**TEXTE ÉTUDIÉ**
Ce n’est pas facile, mais j’ai eu la chance de rencontrer Jean-Yves Lécuyer. C’est quelqu’un que j’ai beaucoup apprécié. Tous les ans, on allait chez lui pour voir et acheter des poulains dans les pâtures.

"J’avais un ami alors Président de l’UPECT qui organisait un voyage pour aller voir l’Hambletonian aux États-Unis. Je commençais à avoir des chevaux et cela m’a intéressé. Parmi les professionnels présents, il y avait Thierry que je n’avais jamais vu et qui était en famille. Nos premières conversations ont donc eu lieu à New York !" (Philippe Beauvisage)

Gérez-vous votre écurie dont l’effectif est composé d’une quinzaine de chevaux à courir comme vous gériez votre entreprise ?
Oui. Je la gère comme une entreprise. On a entre douze et quinze chevaux prêts à courir auxquels il faut ajouter les jeunes. Chaque année, j’essaye d’investir dans cinq à huit poulains et pouliches, soit aux ventes, soit directement chez les éleveurs. J’aime bien d’ailleurs aller découvrir les yearlings dans les prés. Cela me ramène à mes origines agricoles. C’est un peu un retour aux sources.

Faites-vous des parallèles entre le monde de l’entreprise et celui des courses ?

**DONNÉES FOURNIES**
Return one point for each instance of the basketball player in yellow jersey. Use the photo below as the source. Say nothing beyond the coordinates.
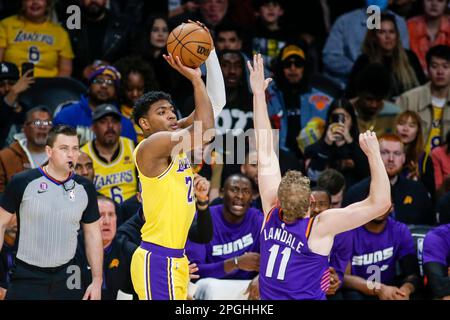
(159, 268)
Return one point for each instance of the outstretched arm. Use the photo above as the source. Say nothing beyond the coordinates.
(334, 221)
(269, 175)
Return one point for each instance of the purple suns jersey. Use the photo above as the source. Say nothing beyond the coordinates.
(229, 241)
(288, 268)
(436, 246)
(382, 250)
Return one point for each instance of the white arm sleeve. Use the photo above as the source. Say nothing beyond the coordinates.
(215, 86)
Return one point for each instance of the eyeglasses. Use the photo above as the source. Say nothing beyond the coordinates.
(101, 81)
(41, 123)
(296, 63)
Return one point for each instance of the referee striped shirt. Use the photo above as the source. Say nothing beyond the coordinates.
(49, 213)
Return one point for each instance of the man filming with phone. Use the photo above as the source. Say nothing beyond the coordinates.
(338, 147)
(11, 86)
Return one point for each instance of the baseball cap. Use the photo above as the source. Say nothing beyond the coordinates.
(104, 110)
(8, 71)
(107, 71)
(292, 50)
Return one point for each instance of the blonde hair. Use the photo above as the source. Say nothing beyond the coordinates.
(401, 67)
(295, 179)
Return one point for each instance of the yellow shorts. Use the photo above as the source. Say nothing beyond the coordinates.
(159, 273)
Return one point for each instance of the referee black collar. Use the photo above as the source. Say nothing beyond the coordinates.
(58, 183)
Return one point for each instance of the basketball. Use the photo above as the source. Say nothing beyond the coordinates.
(191, 43)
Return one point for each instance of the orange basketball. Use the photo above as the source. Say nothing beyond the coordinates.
(191, 43)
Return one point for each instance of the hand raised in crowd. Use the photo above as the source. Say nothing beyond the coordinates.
(369, 143)
(190, 73)
(334, 282)
(258, 82)
(253, 289)
(201, 188)
(192, 270)
(249, 261)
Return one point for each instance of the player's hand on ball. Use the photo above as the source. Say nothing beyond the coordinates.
(190, 73)
(369, 143)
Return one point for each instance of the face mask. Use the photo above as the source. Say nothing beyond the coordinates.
(380, 3)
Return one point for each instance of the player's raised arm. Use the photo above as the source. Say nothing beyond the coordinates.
(378, 202)
(269, 175)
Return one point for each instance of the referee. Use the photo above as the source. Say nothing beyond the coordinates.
(50, 202)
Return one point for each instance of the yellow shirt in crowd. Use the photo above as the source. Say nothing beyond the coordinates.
(41, 44)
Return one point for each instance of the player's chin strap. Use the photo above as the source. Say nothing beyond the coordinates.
(215, 85)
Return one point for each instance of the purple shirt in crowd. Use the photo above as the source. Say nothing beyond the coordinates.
(382, 250)
(229, 241)
(436, 246)
(341, 253)
(288, 268)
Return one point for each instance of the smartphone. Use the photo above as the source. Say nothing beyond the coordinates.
(28, 66)
(338, 118)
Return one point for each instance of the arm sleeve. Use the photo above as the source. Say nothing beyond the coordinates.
(438, 280)
(66, 46)
(201, 230)
(91, 213)
(12, 196)
(215, 85)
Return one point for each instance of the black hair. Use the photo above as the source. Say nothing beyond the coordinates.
(439, 51)
(57, 130)
(347, 106)
(320, 189)
(144, 103)
(331, 180)
(36, 109)
(375, 80)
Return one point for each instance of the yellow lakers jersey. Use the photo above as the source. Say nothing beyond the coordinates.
(116, 180)
(168, 204)
(41, 44)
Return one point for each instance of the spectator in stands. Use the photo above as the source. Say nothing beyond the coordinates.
(85, 167)
(104, 84)
(441, 162)
(210, 12)
(11, 86)
(112, 155)
(294, 105)
(28, 149)
(378, 247)
(383, 46)
(30, 36)
(137, 77)
(372, 110)
(101, 36)
(8, 255)
(411, 199)
(117, 253)
(231, 259)
(338, 148)
(431, 101)
(334, 182)
(429, 29)
(341, 251)
(270, 34)
(345, 39)
(436, 259)
(418, 165)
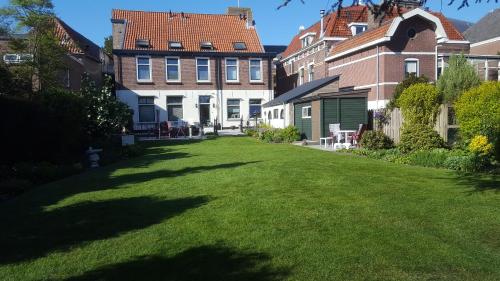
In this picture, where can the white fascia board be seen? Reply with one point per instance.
(361, 47)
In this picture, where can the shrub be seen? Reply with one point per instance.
(420, 104)
(480, 146)
(478, 113)
(457, 78)
(419, 137)
(290, 134)
(376, 140)
(403, 85)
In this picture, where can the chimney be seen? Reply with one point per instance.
(243, 13)
(322, 32)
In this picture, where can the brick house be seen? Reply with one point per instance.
(196, 68)
(83, 56)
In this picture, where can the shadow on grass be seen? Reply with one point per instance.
(135, 178)
(480, 182)
(33, 235)
(207, 263)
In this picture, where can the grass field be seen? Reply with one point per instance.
(236, 209)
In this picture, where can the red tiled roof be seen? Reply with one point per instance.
(190, 29)
(337, 25)
(74, 42)
(379, 32)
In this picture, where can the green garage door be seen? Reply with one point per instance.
(302, 124)
(349, 112)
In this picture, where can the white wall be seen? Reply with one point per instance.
(278, 123)
(190, 100)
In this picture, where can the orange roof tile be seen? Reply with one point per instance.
(190, 29)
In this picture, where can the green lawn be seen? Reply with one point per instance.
(234, 209)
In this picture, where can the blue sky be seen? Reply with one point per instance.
(91, 17)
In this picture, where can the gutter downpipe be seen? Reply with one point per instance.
(378, 76)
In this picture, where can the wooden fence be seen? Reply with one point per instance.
(445, 124)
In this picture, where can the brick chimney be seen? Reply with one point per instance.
(242, 12)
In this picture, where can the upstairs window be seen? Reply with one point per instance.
(232, 70)
(203, 70)
(144, 69)
(255, 108)
(238, 46)
(147, 109)
(255, 70)
(357, 28)
(142, 43)
(411, 67)
(310, 71)
(206, 45)
(175, 45)
(173, 66)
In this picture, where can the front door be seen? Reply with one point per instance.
(204, 108)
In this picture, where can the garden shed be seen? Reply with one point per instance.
(313, 114)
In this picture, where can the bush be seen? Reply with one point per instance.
(420, 104)
(457, 78)
(290, 134)
(478, 113)
(419, 137)
(403, 85)
(376, 140)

**VOTRE CONSIGNE**
Recopiez mot pour mot le passage du texte étudié, de « Ce n’est pas » à « votre entreprise ? ».

**EXERCICE CORRIGÉ**
Ce n’est pas facile, mais j’ai eu la chance de rencontrer Jean-Yves Lécuyer. C’est quelqu’un que j’ai beaucoup apprécié. Tous les ans, on allait chez lui pour voir et acheter des poulains dans les pâtures.

"J’avais un ami alors Président de l’UPECT qui organisait un voyage pour aller voir l’Hambletonian aux États-Unis. Je commençais à avoir des chevaux et cela m’a intéressé. Parmi les professionnels présents, il y avait Thierry que je n’avais jamais vu et qui était en famille. Nos premières conversations ont donc eu lieu à New York !" (Philippe Beauvisage)

Gérez-vous votre écurie dont l’effectif est composé d’une quinzaine de chevaux à courir comme vous gériez votre entreprise ?